◆ Document text
[R] regular expression question

MacQueen, Don macqueen1 at llnl.gov
Wed Jan 14 18:06:00 CET 2015


Good point, John. Illustrates the danger of assuming there are no "perverse cases".

-Don

--
Don MacQueen
Lawrence Livermore National Laboratory
7000 East Ave., L-627
Livermore, CA 94550
925-423-1062


From: John McKown <john.archie.mckown at gmail.com<mailto:john.archie.mckown at gmail.com>>
Date: Wednesday, January 14, 2015 at 8:47 AM
To: dh m <macqueen1 at llnl.gov<mailto:macqueen1 at llnl.gov>>
Cc: Mark Leeds <markleeds2 at gmail.com<mailto:markleeds2 at gmail.com>>, "r-help-stat.math.ethz.ch" <r-help at stat.math.ethz.ch<mailto:r-help at stat.math.ethz.ch>>
Subject: Re: [R] regular expression question

On Wed, Jan 14, 2015 at 10:03 AM, MacQueen, Don <macqueen1 at llnl.gov<mailto:macqueen1 at llnl.gov>> wrote:
I know you already have a couple of solutions, but I would like to mention
that it can be done in two steps with very simple regular expressions. I
would have done:

s <- c("lngimbintrhofixed","lngimbnointnorhofixed","test",
       'rhofixedtest','norhofixedtest')
res <- gsub('norhofixed$', '',s)
res <- gsub('rhofixed$', '',res)
res
[1] "lngimbint"      "lngimbnoint"    "test"
    "rhofixedtest"   "norhofixedtest"


(this is for those of us who don't understand regular expressions very
well!)

◆ Dataset excerpt
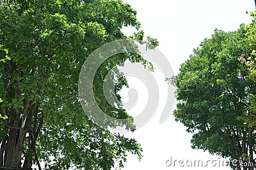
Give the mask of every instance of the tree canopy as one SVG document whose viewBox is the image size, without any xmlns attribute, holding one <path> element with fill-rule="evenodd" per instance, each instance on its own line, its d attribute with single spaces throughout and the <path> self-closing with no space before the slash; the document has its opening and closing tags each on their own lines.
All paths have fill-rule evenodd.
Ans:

◆ Written instruction 1
List each string that the regular expression message assigns to the vector s.
◆ Written instruction 2
Answer these questions from the regular expression message:
(a) At which laboratory does Don MacQueen work?
(b) What date and time does the header give for John McKown's reply?
(c) According to Don, what danger does John's point illustrate?
◆ Written instruction 3
Extend the regular expression message past its final sentence.

◆ Written answer 1
"lngimbintrhofixed"
"lngimbnointnorhofixed"
"test"
"rhofixedtest"
"norhofixedtest"

◆ Written answer 2
(a) Lawrence Livermore National Laboratory
(b) Wednesday, January 14, 2015 at 8:47 AM
(c) The danger of assuming there are no "perverse cases"

◆ Written answer 3
​There is one possible problem with your solution.​ Consider the string: arhofixednorhofixed. It ends with norhofixed and, according to the original specification, needs to result in arhofixed. (I will admit this is a contrived case which is very unlikely to occur in reality). But since you do TWO regular expressions, first removing the trailing norhofixed, resulting in "arhofixed" (the correct answer?), but then reduces that to simply "a". The other regular expressions correctly remove either norhofixed or rhofixed, if they are written _correctly_. That is, they check first for norhofixed, with an alternate of rhofixed, or conditionally match the no in front of the rhofixed at the very end of the string (my example). To be even more explicit the regexp "nohrofixed|rhofixed" will work properly but "rhofixed|norhofixed" will not because the "norhofixed" won't be looked for if the "rhofixed" matches. Yes, regular expressions can be complicated. Although I have a liking for them due to their expressiveness and power, it is like an person using raw nitroglycerin instead of dynamite. Dangerous.



-Don

--
Don MacQueen

Lawrence Livermore National Laboratory
--
​
While a transcendent vocabulary is laudable, one must be eternally careful so that the calculated objective of communication does not become ensconced in obscurity.  In other words, eschew obfuscation.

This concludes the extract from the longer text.